# JOB 1
Please reproduce the part of the guide on adding new device support that opens with the words containing "Prerequisites" and closes with "implement its interface.", renaming "Familiarity" to "Experience".

# TEXT PASSAGE
----

Adding New Device Support
This guide explains how to add support for a new DAQ device to XClock. Following this guide, you can extend XClock to work with any data acquisition hardware that can generate clock signals.
Overview
Adding a new device involves:
Creating a new device class that implements the
ClockDaqDeviceinterfaceImplementing all required abstract methods
Writing tests for your device
Documenting device-specific features
Registering the device in the CLI (optional)
Prerequisites
Before you start:
Familiarity with Python object-oriented programming
Understanding of your DAQ device’s API/SDK
The device’s driver/SDK installed and working
XClock development environment set up
Step 1: Understand the Interface
All clock devices must inherit from the ClockDaqDevice abstract base class and implement its interface.
Required Interface
from abc import ABC, abstractmethod
from xclock.devices.daq_device import ClockDaqDevice, ClockChannel, EdgeType
class ClockDaqDevice(ABC):
"""Abstract base class for all clock DAQ devices."""
handle: int | None
base_clock_frequency_hz: int | float
@staticmethod
@abstractmethod
def get_available_input_start_trigger_channels() -> tuple[str, ...]:
"""Return tuple of channel names that can be used as trigger inputs."""
pass
@staticmethod
@abstractmethod
def get_available_output_clock_channels() -> tuple[str, ...]:
"""Return tuple of channel names that can output clock signals."""
pass
@abstractmethod
def get_added_clock_channels(self) -> list[ClockChannel]:
"""Return list of currently configured clock channels."""
pass
@abstractmethod
def get_unused_clock_channel_names(self) -> list[str]:
"""Return list of available (not yet used) channel names."""
pass
@abstractmethod
def add_clock_channel(
self,
clock_tick_rate_hz: int | float,
channel_name: str | None = None,
number_of_pulses: int | None = None,
duration_s: float | None = None,
enable_clock_now: bool = False,
) -> ClockChannel:
"""Configure a new clock channel."""
pass
@abstractmethod
def wait_for_trigger_edge(
self,
channel_name: str,
timeout_s: float = 5.0,
edge_type: EdgeType = EdgeType.RISING,
) -> bool:
"""Wait for trigger signal. Returns True if triggered, False if timeout."""
pass
@abstractmethod
def start_clocks(
self,
wait_for_pulsed_clocks_to_finish: bool = False,
):
"""Start all configured clocks."""
pass
@abstractmethod
def start_clocks_and_record_edge_timestamps(
self,
wait_for_pulsed_clocks_to_finish: bool = True,
extra_channels: list[str] = [],
filename: Path | str | None = None,
):
"""Start clocks and record edge timestamps to CSV file."""

----

# RECORD EXTRACTS
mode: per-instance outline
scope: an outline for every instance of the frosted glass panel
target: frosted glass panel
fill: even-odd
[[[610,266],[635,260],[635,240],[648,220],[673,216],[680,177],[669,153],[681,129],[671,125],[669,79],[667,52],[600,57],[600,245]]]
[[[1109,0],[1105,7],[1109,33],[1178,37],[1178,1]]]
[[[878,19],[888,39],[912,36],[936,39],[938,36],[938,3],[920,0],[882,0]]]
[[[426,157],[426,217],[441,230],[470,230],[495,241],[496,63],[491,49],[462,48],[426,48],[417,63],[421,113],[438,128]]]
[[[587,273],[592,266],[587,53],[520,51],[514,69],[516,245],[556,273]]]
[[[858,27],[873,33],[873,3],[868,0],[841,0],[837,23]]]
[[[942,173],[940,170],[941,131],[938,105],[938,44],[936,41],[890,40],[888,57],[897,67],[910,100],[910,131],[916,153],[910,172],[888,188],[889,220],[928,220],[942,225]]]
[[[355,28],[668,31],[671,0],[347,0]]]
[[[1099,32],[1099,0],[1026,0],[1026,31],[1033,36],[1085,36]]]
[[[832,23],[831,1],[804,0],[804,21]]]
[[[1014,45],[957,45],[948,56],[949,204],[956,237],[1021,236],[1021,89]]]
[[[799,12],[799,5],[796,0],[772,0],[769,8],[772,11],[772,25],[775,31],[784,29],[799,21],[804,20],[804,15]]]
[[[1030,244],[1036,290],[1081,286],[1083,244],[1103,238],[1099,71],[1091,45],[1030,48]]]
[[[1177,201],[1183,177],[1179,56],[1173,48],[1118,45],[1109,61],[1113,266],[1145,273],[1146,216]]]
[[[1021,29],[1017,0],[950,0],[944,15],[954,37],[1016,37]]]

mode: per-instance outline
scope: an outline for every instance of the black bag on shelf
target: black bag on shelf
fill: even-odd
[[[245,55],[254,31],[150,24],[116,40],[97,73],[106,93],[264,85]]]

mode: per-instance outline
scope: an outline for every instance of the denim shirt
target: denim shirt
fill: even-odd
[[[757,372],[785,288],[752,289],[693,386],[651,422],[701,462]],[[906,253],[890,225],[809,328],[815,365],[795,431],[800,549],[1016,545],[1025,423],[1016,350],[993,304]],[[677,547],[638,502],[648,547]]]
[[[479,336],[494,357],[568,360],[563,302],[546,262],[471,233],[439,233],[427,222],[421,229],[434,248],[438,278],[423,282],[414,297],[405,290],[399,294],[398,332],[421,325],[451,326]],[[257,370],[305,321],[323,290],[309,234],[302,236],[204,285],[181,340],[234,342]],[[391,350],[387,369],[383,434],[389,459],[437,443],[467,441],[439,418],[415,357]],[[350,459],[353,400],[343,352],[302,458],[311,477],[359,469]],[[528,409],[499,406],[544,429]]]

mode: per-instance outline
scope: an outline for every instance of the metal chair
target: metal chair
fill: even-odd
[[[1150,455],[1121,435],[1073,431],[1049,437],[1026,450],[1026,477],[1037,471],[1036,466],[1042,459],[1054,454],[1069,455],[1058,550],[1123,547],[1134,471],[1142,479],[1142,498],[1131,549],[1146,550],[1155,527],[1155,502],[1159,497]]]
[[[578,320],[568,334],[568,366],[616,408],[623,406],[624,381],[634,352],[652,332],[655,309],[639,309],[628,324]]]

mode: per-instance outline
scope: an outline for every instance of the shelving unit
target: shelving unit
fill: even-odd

----

# JOB 2
Convert the part of the listing that opens with its first line and closes with the line containing "[[[832,23],[831,1],[804,0],[804,21]]]" into a two-column CSV headed "wording" and "answer". Each row should hold a text and its answer as quoted fields, with line breaks replaced by spaces.

# RESULT 1
Prerequisites
Before you start:
Experience with Python object-oriented programming
Understanding of your DAQ device’s API/SDK
The device’s driver/SDK installed and working
XClock development environment set up
Step 1: Understand the Interface
All clock devices must inherit from the ClockDaqDevice abstract base class and implement its interface.

# RESULT 2
wording,answer
"mode: per-instance outline scope: an outline for every instance of the frosted glass panel target: frosted glass panel fill: even-odd","[[[610,266],[635,260],[635,240],[648,220],[673,216],[680,177],[669,153],[681,129],[671,125],[669,79],[667,52],[600,57],[600,245]]] [[[1109,0],[1105,7],[1109,33],[1178,37],[1178,1]]] [[[878,19],[888,39],[912,36],[936,39],[938,36],[938,3],[920,0],[882,0]]] [[[426,157],[426,217],[441,230],[470,230],[495,241],[496,63],[491,49],[462,48],[426,48],[417,63],[421,113],[438,128]]] [[[587,273],[592,266],[587,53],[520,51],[514,69],[516,245],[556,273]]] [[[858,27],[873,33],[873,3],[868,0],[841,0],[837,23]]] [[[942,173],[940,170],[941,131],[938,105],[938,44],[936,41],[890,40],[888,57],[897,67],[910,100],[910,131],[916,153],[910,172],[888,188],[889,220],[928,220],[942,225]]] [[[355,28],[668,31],[671,0],[347,0]]] [[[1099,32],[1099,0],[1026,0],[1026,31],[1033,36],[1085,36]]] [[[832,23],[831,1],[804,0],[804,21]]]"